▶ Provided records:
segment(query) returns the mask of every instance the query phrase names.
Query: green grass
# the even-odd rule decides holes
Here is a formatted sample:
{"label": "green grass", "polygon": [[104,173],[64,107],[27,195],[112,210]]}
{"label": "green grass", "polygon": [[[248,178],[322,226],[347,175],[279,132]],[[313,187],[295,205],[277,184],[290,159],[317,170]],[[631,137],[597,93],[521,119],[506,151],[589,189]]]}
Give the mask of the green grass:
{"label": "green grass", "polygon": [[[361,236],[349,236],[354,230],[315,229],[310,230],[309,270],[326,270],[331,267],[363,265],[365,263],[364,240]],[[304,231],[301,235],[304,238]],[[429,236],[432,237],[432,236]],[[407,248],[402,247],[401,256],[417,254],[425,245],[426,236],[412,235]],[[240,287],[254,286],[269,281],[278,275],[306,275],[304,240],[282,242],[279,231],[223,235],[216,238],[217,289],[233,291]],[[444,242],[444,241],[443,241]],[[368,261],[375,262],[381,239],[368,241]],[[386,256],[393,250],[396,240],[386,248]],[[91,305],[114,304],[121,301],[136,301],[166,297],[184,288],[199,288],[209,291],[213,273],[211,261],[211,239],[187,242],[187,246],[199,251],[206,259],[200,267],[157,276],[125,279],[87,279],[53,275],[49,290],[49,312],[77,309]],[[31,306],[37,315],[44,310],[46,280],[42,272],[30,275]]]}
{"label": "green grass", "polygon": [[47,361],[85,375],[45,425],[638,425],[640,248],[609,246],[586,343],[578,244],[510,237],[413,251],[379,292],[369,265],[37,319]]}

▶ Exercise requirements: Put each line of the material above into a JSON list of strings, one string per line, and leave out any blank lines.

▶ Right answer:
[
  "segment(query) returns the mask of every instance the query phrase names.",
  "Query: green grass",
  "# the even-odd rule decides holes",
  "Here is a formatted sample:",
  "{\"label\": \"green grass\", \"polygon\": [[104,173],[64,107],[27,195],[112,210]]}",
  "{\"label\": \"green grass\", \"polygon\": [[[248,178],[322,226],[347,175],[279,132]],[[313,187],[295,205],[277,184],[290,159],[317,170]],[[631,137],[597,93],[521,119],[506,151],[589,189]]]}",
  "Give the mask of the green grass:",
  "{\"label\": \"green grass\", \"polygon\": [[[361,236],[349,236],[354,230],[315,229],[310,230],[309,270],[326,270],[331,267],[363,265],[365,263],[364,240]],[[304,231],[301,235],[304,238]],[[429,236],[432,237],[432,236]],[[407,248],[402,247],[401,256],[417,254],[425,245],[426,236],[412,235]],[[240,287],[254,286],[269,281],[278,275],[306,275],[304,240],[282,242],[279,231],[223,235],[216,238],[217,289],[233,291]],[[444,242],[444,241],[443,241]],[[368,261],[375,262],[381,239],[368,241]],[[386,256],[393,250],[396,240],[386,248]],[[91,305],[114,304],[121,301],[136,301],[166,297],[184,288],[199,288],[209,291],[213,273],[211,261],[211,239],[187,242],[187,246],[199,251],[206,259],[200,267],[157,276],[125,279],[87,279],[53,275],[49,290],[49,312],[77,309]],[[31,306],[37,315],[44,310],[46,280],[42,272],[30,275]]]}",
  "{\"label\": \"green grass\", \"polygon\": [[47,361],[85,375],[45,425],[638,425],[640,248],[609,246],[586,343],[578,244],[510,237],[413,251],[379,292],[369,265],[37,319]]}"
]